→ **Trecho da fonte**
---+---
Houve alguma alteração quanto aos requisitos adotados para classificação das cavernas?

Enrico Bernard: Esse seria o próximo passo. O decreto determina a elaboração de ato conjunto dos ministérios de Meio Ambiente, de Minas e Energia e de Infraestrutura para dispor sobre a metodologia para classificação do grau de relevância das cavernas, sobre atributos ambientais similares e sobre outras formas de compensação ambiental. Isso é preocupante porque não vimos a redação ainda, mas obtivemos informações de que as empresas mineradoras estão com essa redação e já estão se preparando para fazer solicitação de alteração de classificação. Outra coisa grave é que essa instrução normativa era uma atribuição do Ministério do Meio Ambiente; o decreto deixa claro, agora, que a instrução normativa é uma atribuição do Ministério das Minas e Energia, Ministério da Infraestrutura e Ministério do Meio Ambiente, mudando sua origem, que passa a ser conjunta.

 

Que características tem as cavernas consideradas de máxima relevância?
---+---
→ **Material fornecido**
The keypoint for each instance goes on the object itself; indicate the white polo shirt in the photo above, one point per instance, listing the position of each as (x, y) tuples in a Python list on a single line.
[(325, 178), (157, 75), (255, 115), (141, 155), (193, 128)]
---+---
→ **Usando as informações**
1. No trecho sobre a classificação das cavernas, quais ministérios devem elaborar o ato conjunto previsto no decreto?
2. Prossiga com o trecho sobre a classificação das cavernas, começando logo após a última frase apresentada.

→ **Respostas em ordem**
1. Os ministérios de Meio Ambiente, de Minas e Energia e de Infraestrutura.

2.
Enrico Bernard: Quando uma caverna é classificada de máxima relevância, o próprio nome já diz que ela tem atributos que a tornam excepcional. No aspecto biológico, esses atributos vão desde espécies ameaçadas de extinção, algumas delas criticamente ameaçadas, até espécies hiper endêmicas, que ocorrem em uma única caverna, ou seja, em nenhum outro local no mundo. Caverna é um local que tem muitos desses casos de endemismo. Além disso, hoje, no Brasil, há mais de mil espécies descobertas em cavernas e que estão aguardando descrição formal da ciência. Trata-se de um conjunto de informações biológicas extremamente relevante.

 

Por que essas informações biológicas são relevantes?

Enrico Bernard: As cavernas são apontadas, no mundo inteiro, como locais em que há maior possibilidade de descoberta de novas espécies. Essas cavernas abrigam soluções e adaptações evolutivas fantásticas. O primeiro caso de inseto com o sexo invertido foi encontrado dentro de uma caverna. As formas de obtenção de energia são ultra especializadas, únicas, singulares, insubstituíveis, só existem dentro das cavernas. Isto é, tem um monte de soluções evolutivas que podem ser interessantes para a gente. Existem microrganismos com potencial biotecnológico e com soluções que apontam para caminhos de otimização de processos de energia.

Que impactos o novo decreto, em sua redação atual, pode gerar ao meio ambiente, à biodiversidade e à saúde?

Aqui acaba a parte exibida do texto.